+++ Data for this exercise +++

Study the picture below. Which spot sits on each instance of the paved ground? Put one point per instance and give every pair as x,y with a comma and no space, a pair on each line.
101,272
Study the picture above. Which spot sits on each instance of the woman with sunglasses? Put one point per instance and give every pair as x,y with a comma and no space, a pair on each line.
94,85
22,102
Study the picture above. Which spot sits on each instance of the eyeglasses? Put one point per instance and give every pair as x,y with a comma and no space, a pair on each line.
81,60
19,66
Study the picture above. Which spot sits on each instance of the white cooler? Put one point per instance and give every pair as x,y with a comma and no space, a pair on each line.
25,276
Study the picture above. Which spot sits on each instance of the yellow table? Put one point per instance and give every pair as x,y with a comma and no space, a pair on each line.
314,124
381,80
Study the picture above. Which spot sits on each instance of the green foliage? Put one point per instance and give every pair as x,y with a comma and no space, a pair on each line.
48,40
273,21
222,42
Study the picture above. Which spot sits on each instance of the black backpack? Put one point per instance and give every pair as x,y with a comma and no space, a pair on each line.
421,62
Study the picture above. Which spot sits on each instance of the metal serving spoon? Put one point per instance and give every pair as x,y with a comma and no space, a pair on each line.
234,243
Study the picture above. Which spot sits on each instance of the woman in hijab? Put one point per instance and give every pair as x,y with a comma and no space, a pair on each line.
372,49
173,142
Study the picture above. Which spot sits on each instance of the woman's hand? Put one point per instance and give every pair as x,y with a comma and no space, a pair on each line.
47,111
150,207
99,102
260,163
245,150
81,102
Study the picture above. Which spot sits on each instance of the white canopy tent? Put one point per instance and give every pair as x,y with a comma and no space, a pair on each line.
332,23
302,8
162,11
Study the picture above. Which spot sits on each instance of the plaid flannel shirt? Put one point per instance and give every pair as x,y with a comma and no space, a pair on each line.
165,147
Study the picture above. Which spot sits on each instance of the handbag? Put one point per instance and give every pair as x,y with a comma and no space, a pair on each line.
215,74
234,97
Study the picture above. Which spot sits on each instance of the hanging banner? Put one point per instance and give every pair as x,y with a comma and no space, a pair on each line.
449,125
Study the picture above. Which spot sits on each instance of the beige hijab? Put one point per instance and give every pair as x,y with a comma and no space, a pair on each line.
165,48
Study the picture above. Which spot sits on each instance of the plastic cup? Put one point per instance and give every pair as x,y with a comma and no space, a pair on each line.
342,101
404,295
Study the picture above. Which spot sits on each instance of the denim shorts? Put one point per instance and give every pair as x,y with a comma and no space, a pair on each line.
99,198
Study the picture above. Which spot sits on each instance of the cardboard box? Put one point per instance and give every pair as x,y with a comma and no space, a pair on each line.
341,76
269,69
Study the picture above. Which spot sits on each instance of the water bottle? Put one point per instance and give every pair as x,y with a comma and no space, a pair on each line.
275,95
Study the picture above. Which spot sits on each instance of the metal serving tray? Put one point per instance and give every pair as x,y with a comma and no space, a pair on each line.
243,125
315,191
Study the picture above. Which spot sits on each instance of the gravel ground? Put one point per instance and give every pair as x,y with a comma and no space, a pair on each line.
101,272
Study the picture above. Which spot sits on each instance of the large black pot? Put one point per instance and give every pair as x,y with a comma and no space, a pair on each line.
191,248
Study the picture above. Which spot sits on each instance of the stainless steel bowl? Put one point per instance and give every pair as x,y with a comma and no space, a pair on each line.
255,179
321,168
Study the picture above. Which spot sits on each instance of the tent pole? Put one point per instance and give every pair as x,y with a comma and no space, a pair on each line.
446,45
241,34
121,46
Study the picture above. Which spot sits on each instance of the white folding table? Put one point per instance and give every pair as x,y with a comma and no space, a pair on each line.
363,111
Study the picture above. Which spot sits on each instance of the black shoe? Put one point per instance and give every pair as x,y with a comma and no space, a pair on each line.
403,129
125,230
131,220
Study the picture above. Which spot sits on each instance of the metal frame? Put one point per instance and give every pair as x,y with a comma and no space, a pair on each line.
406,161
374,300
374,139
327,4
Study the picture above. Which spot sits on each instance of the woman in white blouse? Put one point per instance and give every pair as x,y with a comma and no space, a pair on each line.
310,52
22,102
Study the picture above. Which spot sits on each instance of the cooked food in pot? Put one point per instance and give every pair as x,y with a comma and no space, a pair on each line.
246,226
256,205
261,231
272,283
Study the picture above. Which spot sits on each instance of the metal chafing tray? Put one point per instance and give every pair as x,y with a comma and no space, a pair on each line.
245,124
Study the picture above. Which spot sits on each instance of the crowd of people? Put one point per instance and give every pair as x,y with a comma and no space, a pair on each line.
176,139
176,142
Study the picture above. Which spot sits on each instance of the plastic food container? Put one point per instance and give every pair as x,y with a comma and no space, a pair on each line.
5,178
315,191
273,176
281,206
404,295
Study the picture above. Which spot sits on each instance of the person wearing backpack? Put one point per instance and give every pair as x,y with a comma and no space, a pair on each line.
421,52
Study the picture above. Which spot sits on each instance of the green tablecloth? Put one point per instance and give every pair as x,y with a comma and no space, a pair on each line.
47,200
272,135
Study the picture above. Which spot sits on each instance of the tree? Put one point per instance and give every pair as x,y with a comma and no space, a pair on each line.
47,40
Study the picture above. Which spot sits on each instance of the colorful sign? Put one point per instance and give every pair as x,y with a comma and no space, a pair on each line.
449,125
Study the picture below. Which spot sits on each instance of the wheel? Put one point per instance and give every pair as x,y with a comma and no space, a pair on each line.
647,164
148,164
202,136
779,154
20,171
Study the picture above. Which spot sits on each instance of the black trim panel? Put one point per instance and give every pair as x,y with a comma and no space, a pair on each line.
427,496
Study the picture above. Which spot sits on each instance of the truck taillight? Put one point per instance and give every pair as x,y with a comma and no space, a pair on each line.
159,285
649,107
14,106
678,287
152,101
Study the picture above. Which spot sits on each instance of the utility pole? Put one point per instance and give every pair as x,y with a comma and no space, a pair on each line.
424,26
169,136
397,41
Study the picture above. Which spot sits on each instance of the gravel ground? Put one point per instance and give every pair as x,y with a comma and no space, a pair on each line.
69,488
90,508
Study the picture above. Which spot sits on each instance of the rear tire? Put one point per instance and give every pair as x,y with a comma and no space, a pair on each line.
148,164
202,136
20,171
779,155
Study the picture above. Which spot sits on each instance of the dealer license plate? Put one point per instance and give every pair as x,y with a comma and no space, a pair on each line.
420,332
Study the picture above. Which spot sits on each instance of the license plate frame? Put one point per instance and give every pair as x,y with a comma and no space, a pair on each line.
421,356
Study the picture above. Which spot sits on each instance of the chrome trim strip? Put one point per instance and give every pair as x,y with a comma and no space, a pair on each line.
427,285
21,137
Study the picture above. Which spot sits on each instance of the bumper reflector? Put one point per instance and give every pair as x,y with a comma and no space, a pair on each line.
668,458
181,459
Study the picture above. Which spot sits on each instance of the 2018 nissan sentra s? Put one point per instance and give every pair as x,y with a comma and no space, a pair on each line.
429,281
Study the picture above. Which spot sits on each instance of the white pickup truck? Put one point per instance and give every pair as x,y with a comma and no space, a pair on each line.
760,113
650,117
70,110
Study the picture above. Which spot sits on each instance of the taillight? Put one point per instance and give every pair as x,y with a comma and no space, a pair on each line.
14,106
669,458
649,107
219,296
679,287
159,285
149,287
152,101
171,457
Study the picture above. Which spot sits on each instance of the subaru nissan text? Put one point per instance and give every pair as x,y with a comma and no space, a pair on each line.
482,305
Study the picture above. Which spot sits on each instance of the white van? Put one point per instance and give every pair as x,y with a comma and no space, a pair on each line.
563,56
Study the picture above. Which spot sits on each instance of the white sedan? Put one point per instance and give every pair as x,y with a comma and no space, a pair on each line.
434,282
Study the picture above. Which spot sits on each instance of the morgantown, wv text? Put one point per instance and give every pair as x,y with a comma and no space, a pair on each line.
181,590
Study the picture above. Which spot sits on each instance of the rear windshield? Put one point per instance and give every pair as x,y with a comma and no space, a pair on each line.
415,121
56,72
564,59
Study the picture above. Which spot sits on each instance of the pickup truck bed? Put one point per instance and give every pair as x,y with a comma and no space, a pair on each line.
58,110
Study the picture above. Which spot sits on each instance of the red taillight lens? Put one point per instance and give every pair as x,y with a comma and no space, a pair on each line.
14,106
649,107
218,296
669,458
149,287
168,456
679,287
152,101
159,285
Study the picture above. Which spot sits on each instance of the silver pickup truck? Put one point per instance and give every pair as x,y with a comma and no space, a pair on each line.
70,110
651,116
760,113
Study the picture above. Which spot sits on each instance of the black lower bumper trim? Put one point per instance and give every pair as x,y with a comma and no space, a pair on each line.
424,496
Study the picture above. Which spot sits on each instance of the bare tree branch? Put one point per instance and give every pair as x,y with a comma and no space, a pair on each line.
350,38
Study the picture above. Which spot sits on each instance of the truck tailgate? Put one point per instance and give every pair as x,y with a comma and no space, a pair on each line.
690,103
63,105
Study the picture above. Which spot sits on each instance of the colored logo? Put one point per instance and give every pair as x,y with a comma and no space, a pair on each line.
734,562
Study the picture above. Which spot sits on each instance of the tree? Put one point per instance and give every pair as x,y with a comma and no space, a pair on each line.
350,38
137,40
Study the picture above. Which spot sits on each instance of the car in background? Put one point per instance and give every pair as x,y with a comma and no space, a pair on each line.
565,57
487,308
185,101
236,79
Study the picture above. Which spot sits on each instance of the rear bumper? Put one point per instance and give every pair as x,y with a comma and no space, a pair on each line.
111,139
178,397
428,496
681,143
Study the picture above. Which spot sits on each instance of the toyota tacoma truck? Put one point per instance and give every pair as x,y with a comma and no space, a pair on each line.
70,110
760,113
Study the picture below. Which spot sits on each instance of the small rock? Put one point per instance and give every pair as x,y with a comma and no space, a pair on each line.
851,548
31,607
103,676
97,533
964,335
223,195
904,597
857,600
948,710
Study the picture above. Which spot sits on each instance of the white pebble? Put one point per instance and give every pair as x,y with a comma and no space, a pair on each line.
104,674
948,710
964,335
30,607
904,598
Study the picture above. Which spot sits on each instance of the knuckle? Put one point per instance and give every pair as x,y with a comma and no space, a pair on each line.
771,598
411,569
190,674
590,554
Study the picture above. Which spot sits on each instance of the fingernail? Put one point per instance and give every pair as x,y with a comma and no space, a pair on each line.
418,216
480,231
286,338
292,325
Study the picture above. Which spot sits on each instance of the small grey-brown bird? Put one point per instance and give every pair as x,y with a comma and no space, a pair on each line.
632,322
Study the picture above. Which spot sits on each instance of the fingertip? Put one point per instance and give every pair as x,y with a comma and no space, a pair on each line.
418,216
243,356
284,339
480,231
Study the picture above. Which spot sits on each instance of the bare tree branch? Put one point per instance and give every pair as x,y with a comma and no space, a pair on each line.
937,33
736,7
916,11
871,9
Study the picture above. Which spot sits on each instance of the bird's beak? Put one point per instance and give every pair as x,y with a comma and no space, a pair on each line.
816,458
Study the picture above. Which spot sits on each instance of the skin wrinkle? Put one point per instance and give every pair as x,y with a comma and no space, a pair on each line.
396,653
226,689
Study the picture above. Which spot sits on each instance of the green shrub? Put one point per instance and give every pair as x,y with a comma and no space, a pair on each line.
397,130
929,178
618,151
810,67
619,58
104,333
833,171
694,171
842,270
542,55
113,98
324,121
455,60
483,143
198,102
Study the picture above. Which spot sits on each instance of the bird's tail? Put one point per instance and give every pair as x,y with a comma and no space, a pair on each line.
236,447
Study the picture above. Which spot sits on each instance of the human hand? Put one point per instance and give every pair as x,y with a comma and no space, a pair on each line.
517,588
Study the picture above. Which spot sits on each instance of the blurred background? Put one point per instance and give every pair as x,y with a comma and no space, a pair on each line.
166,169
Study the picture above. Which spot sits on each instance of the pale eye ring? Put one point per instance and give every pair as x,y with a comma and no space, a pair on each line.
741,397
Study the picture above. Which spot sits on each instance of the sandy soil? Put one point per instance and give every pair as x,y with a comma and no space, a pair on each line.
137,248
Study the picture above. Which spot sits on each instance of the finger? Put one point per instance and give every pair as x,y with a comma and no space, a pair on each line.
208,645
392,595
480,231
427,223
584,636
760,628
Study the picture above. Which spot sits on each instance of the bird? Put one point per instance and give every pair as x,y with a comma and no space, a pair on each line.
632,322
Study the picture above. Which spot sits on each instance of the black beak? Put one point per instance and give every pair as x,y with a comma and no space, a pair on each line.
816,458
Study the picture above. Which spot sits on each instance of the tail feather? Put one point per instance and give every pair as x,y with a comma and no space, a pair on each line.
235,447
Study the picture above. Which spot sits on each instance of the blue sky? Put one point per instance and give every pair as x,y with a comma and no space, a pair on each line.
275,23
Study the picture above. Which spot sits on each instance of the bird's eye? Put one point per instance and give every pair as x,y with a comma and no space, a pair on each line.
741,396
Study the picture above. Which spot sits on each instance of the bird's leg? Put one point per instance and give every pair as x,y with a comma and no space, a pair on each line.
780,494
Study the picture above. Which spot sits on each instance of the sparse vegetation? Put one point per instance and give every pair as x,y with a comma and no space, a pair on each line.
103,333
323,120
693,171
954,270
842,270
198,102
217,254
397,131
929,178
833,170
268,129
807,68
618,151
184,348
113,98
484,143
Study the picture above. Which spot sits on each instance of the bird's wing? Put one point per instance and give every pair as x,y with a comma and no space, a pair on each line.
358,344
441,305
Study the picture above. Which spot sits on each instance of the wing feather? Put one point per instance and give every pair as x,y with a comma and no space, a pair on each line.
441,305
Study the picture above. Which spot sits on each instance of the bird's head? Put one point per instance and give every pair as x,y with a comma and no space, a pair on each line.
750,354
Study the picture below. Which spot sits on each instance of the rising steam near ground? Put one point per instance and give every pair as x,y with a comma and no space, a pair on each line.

+++

**What is being asked**
Take the lines from the one containing "of the blue" to the last line of the material above and write them out exactly.

**Correct result**
Study the picture above. Which spot sits on each instance of the blue sky? Put one point per instance and give every pair as x,y with a comma and no space, a pair on each line.
275,23
Study the picture above. Which spot sits on each instance of the bird's eye? Put one point per instance and give every pair as x,y with a comma and no space, a pair on each line.
741,396
Study the picture above. Which spot sits on each instance of the bird's leg? Put one point per instance and give every pair as x,y with a comma and no space, a pair on each line.
780,494
Study the picture above. Which spot sits on each instance of the sparse vegetation? Put one point per instance and give every pair as x,y with a comma and no space, a pair on each line.
103,333
323,120
693,171
954,270
842,270
198,102
217,254
397,131
929,178
833,170
268,129
807,68
618,151
184,348
113,98
484,143
Study the picture above. Which spot sits on each instance of the bird's wing? Put one point per instance and give every pair as x,y with a comma and no space, a pair on each line.
358,344
441,305
Study the picture above. Which spot sits on each instance of the wing feather? Put one point per instance and give every pair as x,y with a comma and no space, a pair on each line.
441,305
Study the picture above. Which spot sits on each instance of the bird's head? Put one point per instance and give every pair as x,y with a comma and no space, a pair on each line.
750,354
Study the picture below. Which spot sits on each instance of the rising steam near ground? Put one point per instance and give every pair as x,y with a comma and no space, a pair on each line.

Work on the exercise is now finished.